• _Task set_:
A. Answer these questions using the passage about Jackie's Special Olympics career:
(i) At what age did a family friend suggest that Jackie get involved with Special Olympics?
(ii) In what year did Jackie retire from Swimming?
(iii) How many appearances did Jackie make at the Special Olympics World Summer Games as a Powerlifter?
B. Print everything in the passage about Jackie's Special Olympics career from "At the 1994" down to "as a Powerlifter.", word for word.

Start of Passage shown

Jackie spent most of his elementary school years in Special Education classes while he gradually normalized his academic and developmental abilities. He was enrolled in a general academic program in Grade 7 and early Grade 8, and a full academic program starting his late Grade 8 year.

At age 13, a family friend suggested that Jackie should be involved with Special Olympics. He decided to join the organization as a Swimmer.

During his high school years, Jackie lifted weights almost daily to help build his speed in Swimming.

At the 1994 Special Olympics Canada Summer Games in Halifax, his Team Nova Scotia Swimming Coaches took him to a Powerlifting competition and was amazed as how much weight they lifted.

Based on his coach's suggestions, Jackie took up Powerlifting in 1995 and retired from Swimming in 1996. He competed in five appearances at the Special Olympics Canada Summer Games, and four appearances at the Special Olympics World Summer Games as a Powerlifter.

During his Special Olympics Powerlifting Career, Jackie has set numerous Nova Scotia, Newfoundland and Labrador, Special Olympics Canada, and Special Olympics World Records.

End of Passage shown
Start of Exercise data

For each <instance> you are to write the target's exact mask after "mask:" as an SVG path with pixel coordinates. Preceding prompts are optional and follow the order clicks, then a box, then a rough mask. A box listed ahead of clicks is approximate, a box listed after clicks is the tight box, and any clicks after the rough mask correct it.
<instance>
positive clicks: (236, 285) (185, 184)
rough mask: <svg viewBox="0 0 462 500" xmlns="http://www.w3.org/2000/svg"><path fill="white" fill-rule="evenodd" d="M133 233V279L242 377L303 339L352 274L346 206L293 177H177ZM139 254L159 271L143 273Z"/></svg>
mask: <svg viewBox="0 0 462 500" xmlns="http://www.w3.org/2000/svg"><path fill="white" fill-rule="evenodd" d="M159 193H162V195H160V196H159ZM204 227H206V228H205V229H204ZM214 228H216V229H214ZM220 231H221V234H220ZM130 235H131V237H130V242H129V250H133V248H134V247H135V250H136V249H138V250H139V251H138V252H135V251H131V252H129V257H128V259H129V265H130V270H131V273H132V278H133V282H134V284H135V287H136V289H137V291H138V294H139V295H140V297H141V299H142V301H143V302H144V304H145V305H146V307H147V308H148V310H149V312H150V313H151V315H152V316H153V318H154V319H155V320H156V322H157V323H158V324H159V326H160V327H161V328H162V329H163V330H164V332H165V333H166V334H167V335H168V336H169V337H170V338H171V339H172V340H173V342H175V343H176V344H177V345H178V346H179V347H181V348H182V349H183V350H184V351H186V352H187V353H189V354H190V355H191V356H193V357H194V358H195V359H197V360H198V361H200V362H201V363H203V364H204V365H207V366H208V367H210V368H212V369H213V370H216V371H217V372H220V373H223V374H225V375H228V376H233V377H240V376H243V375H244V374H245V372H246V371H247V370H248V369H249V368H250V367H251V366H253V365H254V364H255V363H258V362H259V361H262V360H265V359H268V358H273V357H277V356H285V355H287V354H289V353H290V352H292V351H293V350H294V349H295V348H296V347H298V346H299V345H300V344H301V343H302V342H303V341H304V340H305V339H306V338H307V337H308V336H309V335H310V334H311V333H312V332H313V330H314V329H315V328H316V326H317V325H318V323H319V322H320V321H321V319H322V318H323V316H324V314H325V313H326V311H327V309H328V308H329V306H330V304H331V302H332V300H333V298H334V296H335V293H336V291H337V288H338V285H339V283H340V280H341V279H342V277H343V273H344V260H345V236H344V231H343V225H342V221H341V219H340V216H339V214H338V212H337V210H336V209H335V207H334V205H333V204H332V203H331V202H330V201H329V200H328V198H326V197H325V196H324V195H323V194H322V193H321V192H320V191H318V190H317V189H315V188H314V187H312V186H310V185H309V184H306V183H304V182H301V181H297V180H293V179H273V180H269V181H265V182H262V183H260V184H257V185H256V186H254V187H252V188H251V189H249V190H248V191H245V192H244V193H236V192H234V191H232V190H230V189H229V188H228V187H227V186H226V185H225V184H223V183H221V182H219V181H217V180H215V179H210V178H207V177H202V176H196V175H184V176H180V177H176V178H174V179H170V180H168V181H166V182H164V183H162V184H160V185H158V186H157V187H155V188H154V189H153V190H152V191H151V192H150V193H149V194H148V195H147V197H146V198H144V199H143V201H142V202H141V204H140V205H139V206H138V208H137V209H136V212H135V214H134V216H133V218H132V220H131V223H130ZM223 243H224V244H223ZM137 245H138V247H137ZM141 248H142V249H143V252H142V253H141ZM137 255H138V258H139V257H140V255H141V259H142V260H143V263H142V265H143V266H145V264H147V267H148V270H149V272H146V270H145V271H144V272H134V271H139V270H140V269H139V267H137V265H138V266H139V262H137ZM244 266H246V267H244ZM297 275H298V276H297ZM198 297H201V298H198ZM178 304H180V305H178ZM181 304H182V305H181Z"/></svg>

End of Exercise data

• _Solutions for each task_:
A.
(i) 13
(ii) 1996
(iii) Four

B.
At the 1994 Special Olympics Canada Summer Games in Halifax, his Team Nova Scotia Swimming Coaches took him to a Powerlifting competition and was amazed as how much weight they lifted.

Based on his coach's suggestions, Jackie took up Powerlifting in 1995 and retired from Swimming in 1996. He competed in five appearances at the Special Olympics Canada Summer Games, and four appearances at the Special Olympics World Summer Games as a Powerlifter.